Stored data
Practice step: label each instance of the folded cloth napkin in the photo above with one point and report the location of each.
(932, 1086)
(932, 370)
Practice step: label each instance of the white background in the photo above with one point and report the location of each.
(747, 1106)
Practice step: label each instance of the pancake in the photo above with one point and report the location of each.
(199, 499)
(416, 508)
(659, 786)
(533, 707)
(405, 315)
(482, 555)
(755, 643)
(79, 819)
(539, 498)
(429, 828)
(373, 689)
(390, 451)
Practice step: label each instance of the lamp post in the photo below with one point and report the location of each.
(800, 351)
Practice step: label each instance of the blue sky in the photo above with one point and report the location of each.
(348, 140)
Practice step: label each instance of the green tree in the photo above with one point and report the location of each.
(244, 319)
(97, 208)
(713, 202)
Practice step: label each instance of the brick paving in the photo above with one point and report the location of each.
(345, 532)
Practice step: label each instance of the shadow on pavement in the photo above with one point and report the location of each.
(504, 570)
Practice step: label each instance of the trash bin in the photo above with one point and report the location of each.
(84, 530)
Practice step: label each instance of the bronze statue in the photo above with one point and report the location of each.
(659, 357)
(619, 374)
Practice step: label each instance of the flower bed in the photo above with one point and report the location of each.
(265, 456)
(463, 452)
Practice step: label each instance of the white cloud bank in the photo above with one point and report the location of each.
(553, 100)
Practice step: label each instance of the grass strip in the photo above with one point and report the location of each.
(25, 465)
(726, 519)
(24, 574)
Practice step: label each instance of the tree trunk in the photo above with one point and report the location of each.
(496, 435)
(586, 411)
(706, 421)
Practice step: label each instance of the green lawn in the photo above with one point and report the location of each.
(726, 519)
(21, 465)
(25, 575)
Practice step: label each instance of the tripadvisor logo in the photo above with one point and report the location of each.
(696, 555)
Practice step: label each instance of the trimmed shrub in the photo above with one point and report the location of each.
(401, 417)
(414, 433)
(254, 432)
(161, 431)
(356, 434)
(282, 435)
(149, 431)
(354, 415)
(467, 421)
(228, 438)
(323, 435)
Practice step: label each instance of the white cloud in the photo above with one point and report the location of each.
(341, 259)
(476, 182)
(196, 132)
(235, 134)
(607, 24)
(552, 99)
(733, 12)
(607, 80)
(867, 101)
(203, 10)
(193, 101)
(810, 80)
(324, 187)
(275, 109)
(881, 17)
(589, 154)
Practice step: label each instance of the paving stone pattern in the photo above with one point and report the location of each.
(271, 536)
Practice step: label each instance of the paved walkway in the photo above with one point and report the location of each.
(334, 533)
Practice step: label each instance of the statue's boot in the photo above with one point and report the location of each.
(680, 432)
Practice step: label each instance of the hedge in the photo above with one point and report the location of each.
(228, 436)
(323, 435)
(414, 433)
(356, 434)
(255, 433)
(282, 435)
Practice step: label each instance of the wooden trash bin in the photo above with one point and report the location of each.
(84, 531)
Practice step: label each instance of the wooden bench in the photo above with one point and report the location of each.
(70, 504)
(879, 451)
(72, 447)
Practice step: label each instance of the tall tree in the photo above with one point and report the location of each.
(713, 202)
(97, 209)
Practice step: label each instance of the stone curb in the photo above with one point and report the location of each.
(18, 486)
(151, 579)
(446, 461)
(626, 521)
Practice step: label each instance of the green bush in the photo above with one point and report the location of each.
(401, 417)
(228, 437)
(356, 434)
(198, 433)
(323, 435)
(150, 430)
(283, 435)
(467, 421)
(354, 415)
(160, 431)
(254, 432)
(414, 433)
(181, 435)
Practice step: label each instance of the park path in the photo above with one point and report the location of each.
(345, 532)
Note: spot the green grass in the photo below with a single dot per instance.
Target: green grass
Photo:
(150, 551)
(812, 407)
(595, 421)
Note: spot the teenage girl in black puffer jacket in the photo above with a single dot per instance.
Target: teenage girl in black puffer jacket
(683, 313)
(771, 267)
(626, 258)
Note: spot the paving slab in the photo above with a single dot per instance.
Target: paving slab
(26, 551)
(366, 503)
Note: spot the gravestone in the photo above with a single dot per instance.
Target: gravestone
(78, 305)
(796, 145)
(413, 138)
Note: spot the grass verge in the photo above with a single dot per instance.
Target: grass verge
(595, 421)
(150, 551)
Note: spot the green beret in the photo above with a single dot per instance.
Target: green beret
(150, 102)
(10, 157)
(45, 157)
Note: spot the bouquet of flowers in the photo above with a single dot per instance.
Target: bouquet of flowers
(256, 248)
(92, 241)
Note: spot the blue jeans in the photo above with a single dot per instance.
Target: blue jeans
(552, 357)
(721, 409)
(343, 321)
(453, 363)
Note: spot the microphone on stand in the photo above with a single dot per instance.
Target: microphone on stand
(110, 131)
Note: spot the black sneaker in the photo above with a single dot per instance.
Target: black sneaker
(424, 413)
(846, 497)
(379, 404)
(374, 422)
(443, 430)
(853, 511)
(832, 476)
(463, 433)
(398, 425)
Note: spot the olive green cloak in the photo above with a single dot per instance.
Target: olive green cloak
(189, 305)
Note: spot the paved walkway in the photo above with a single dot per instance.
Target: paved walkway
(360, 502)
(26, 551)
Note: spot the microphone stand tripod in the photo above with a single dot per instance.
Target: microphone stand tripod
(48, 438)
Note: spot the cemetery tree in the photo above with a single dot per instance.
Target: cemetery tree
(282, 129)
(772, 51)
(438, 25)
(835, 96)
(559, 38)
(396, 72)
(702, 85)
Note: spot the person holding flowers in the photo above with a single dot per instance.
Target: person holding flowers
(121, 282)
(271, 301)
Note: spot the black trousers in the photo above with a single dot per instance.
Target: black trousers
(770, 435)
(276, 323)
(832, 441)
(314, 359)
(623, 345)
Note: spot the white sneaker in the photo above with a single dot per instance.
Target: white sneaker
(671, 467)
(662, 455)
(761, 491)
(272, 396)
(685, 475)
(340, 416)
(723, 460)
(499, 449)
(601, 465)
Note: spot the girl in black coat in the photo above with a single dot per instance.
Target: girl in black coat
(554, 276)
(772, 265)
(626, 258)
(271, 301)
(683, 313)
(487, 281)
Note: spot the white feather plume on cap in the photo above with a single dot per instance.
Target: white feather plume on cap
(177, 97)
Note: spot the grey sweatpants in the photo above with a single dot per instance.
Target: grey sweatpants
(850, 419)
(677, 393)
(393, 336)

Problem to work on >> Repeat exactly the lines above from the one with "Note: spot the bouquet" up to and including the one with "Note: spot the microphone on". No other line belongs in the reply.

Final answer >>
Note: spot the bouquet of flowers in the photo above with a single dot per instance.
Target: bouquet of flowers
(256, 248)
(92, 241)
Note: spot the blue jeans in the photo above with a single dot per instance.
Target: blue jeans
(552, 357)
(721, 409)
(343, 321)
(453, 363)
Note: spot the microphone on stand in the photo above with a single dot per instance.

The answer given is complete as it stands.